_Given instruction_
Which lines in the material below contain the string "lips", with case counting? Copy each such line in full.

_Entries shown_
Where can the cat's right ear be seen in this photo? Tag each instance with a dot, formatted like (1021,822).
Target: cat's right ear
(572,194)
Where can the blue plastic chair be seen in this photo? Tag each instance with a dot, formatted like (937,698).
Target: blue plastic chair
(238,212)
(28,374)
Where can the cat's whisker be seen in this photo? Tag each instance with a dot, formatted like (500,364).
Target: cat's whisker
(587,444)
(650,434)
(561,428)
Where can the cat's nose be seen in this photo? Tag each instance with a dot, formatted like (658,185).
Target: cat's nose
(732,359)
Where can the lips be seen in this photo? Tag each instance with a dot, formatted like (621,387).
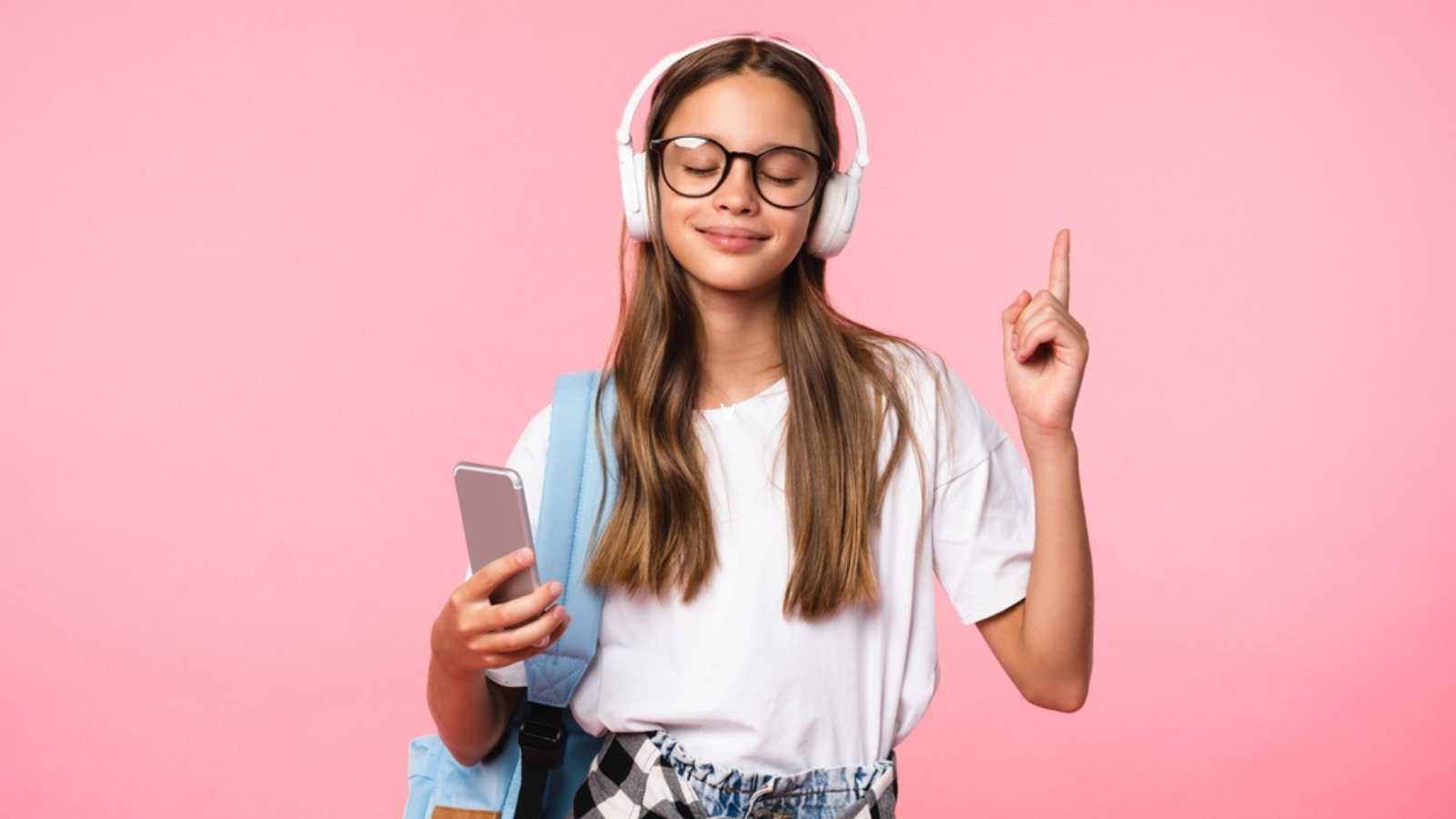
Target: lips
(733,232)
==
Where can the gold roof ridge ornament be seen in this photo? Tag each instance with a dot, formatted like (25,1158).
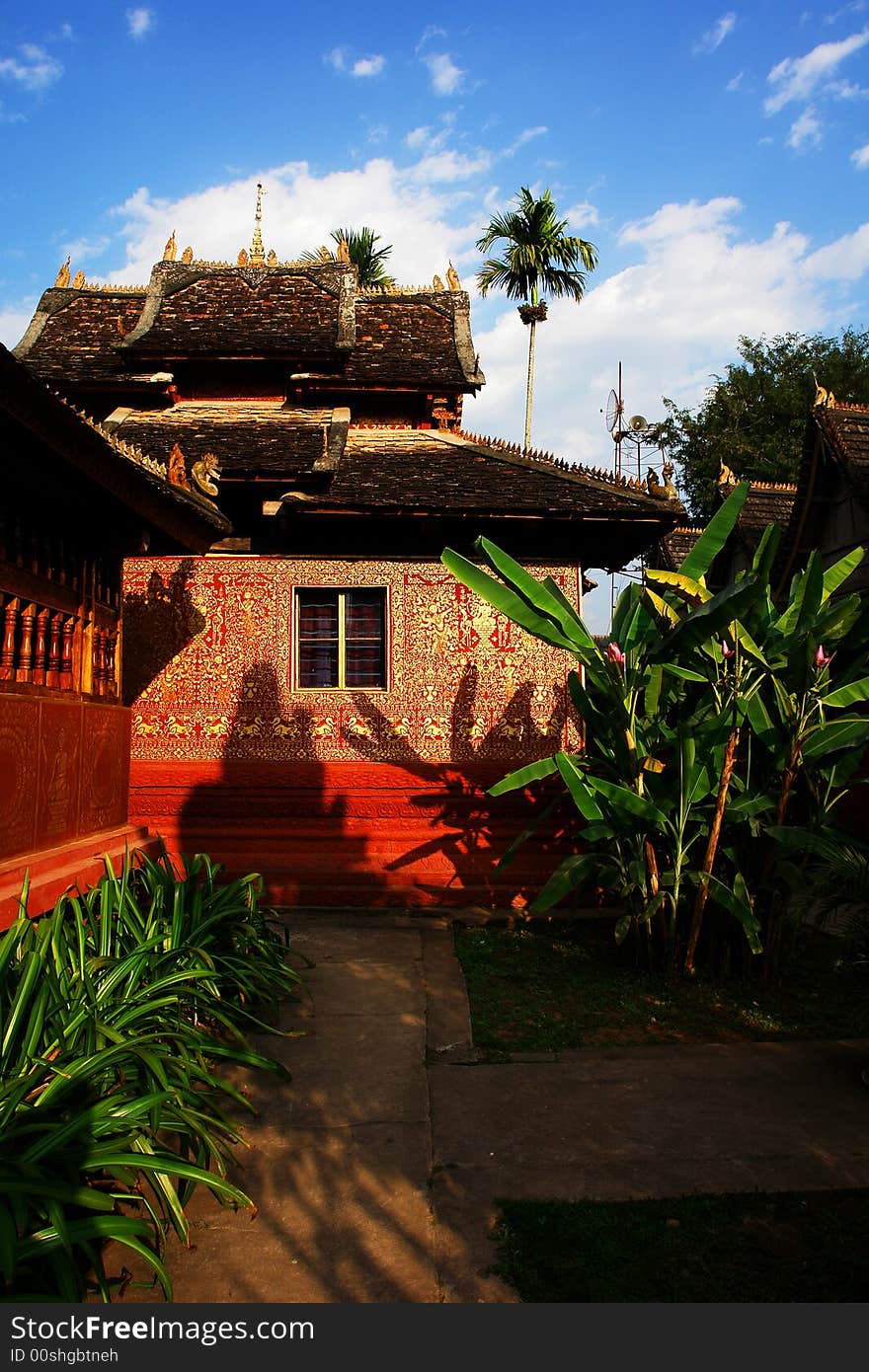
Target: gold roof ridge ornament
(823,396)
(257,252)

_Solution for this task_
Where can the lips be seen in this photo? Tag each instance with a dot, formatted like (621,387).
Target: lips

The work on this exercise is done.